- VORLIEGENDER TEXT -
┌──
Seine Wohnung ist eine dunkle Grube, sein Herz auch. In den Zimmern von Manhattan stapeln sich aufgerollte Leinwände, pinnt Boris Lurie Fotos und Zeitungsfetzen an die Wände und kombiniert das Ganze mit betörenden Pin-ups: "Damit ich die Gegenwart, die Geschichte wird, nicht vergesse."

Luries Geschichte beginnt mit dem Rigaer Ghetto. Nur knapp überlebten der 1924 in Leningrad Geborene und sein Vater anschließend das Konzentrationslager, während die engsten weiblichen Verwandten 1941 in Rumbula ermordet wurden. Lurie ist ein Zeitzeuge - einer, der sich nicht nur gegen das Vergessen wehrt, sondern der auch vor vierzig Jahren mit seinen radikalen NO!art-Projekten gegen die konsumistische Glätte der Pop-art polemisierte. Eine Kultfigur, die sich bis heute nicht musealisieren lassen will und nur an Museen verkaufen würde, wenn diese ihn ähnlich entlohnen würden wie einst Andy Warhol oder Roy Lichtenstein. Aus symbolischen Gründen, versteht sich.
└──
- AUFGABE 1 -
Gib die Einträge erneut vollständig aus, beginnend mit der Zeile, die „of the night“ enthält, und endend mit der letzten Zeile der Einträge. Skaliere dabei jede darin angegebene Pixelkoordinate mit dem Faktor 1,65 und runde auf ganze Zahlen, wobei halbe Werte aufgerundet werden.

Auszug aus einem Datensatz
┌──
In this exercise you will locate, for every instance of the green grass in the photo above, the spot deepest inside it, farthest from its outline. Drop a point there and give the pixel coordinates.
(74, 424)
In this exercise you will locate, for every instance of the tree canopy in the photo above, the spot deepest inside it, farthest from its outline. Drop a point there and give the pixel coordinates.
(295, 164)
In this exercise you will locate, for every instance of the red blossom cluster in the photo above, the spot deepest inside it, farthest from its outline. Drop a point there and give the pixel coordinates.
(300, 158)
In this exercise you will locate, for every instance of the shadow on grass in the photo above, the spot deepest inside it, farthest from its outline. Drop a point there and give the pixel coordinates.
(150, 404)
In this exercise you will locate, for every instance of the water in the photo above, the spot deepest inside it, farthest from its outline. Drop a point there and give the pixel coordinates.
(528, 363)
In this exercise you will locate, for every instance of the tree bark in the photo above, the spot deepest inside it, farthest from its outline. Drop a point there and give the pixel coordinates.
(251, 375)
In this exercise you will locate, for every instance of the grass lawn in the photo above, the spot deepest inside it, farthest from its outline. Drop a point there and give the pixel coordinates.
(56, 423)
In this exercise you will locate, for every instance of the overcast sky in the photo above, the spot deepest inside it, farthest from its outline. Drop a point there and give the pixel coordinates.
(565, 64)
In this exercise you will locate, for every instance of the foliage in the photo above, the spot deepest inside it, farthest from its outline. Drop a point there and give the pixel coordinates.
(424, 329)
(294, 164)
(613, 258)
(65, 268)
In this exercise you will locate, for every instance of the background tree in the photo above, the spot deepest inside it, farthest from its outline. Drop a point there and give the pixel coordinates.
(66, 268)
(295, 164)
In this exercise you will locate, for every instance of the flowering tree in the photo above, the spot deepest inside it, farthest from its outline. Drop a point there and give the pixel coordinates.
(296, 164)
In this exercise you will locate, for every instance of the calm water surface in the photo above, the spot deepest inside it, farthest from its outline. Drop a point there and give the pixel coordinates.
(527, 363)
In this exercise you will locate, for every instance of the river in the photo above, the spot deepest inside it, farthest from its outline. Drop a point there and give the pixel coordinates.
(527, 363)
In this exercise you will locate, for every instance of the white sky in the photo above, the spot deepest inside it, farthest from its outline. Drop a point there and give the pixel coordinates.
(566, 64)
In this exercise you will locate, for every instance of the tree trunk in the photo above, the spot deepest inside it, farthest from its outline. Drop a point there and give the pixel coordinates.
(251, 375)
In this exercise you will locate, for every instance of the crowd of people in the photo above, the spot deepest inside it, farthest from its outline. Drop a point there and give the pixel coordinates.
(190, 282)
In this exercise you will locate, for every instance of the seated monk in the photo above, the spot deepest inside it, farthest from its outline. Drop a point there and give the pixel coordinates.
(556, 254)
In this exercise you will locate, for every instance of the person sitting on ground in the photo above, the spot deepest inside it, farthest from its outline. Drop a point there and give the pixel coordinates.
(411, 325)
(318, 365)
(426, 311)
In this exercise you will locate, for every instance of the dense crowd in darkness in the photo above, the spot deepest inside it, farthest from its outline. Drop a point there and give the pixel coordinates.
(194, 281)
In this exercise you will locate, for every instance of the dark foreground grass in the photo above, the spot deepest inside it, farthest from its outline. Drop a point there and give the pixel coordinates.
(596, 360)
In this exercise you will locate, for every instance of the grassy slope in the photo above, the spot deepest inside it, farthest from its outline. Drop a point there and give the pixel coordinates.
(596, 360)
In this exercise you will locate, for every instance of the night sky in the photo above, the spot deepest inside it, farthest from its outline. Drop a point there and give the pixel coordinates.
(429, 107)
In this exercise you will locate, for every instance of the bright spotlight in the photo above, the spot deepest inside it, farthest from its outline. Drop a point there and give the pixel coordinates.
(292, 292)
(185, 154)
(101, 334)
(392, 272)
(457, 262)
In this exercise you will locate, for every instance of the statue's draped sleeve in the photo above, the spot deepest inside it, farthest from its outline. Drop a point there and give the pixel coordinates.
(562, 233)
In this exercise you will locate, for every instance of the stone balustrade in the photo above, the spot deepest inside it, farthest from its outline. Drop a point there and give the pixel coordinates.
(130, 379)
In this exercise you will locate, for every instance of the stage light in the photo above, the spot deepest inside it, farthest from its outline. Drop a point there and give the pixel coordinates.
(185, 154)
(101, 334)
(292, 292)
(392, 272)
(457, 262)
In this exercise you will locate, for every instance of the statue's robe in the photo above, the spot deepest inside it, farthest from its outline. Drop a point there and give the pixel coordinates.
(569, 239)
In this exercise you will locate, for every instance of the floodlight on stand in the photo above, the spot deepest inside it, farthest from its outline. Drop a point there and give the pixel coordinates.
└──
- AUFGABE 2 -
Gib aus dem vorliegenden Text den Abschnitt wortgetreu zurück, beginnend mit „Luries Geschichte beginnt“ und endend mit „Gründen, versteht sich.“.

- LÖSUNG 1 -
In this exercise you will locate, for every instance of the night sky in the photo above, the spot deepest inside it, farthest from its outline. Drop a point there and give the pixel coordinates.
(708, 177)
In this exercise you will locate, for every instance of the bright spotlight in the photo above, the spot deepest inside it, farthest from its outline. Drop a point there and give the pixel coordinates.
(482, 482)
(305, 254)
(167, 551)
(647, 449)
(754, 432)
In this exercise you will locate, for every instance of the statue's draped sleeve in the photo above, the spot deepest inside it, farthest from its outline. Drop a point there and give the pixel coordinates.
(927, 384)
In this exercise you will locate, for every instance of the stone balustrade in the photo above, the spot deepest inside it, farthest from its outline. Drop a point there and give the pixel coordinates.
(215, 625)
In this exercise you will locate, for every instance of the stage light in the photo above, the spot deepest inside it, farthest from its outline. Drop a point there and give the pixel coordinates.
(305, 254)
(167, 551)
(482, 482)
(647, 449)
(754, 432)
In this exercise you will locate, for every instance of the statue's robe in the photo above, the spot deepest inside it, farthest from its outline. Drop a point there and give the pixel coordinates.
(939, 394)
In this exercise you will locate, for every instance of the floodlight on stand in the photo above, the spot deepest inside it, farthest from its outline. Drop a point there and give the pixel coordinates.

- LÖSUNG 2 -
Luries Geschichte beginnt mit dem Rigaer Ghetto. Nur knapp überlebten der 1924 in Leningrad Geborene und sein Vater anschließend das Konzentrationslager, während die engsten weiblichen Verwandten 1941 in Rumbula ermordet wurden. Lurie ist ein Zeitzeuge - einer, der sich nicht nur gegen das Vergessen wehrt, sondern der auch vor vierzig Jahren mit seinen radikalen NO!art-Projekten gegen die konsumistische Glätte der Pop-art polemisierte. Eine Kultfigur, die sich bis heute nicht musealisieren lassen will und nur an Museen verkaufen würde, wenn diese ihn ähnlich entlohnen würden wie einst Andy Warhol oder Roy Lichtenstein. Aus symbolischen Gründen, versteht sich.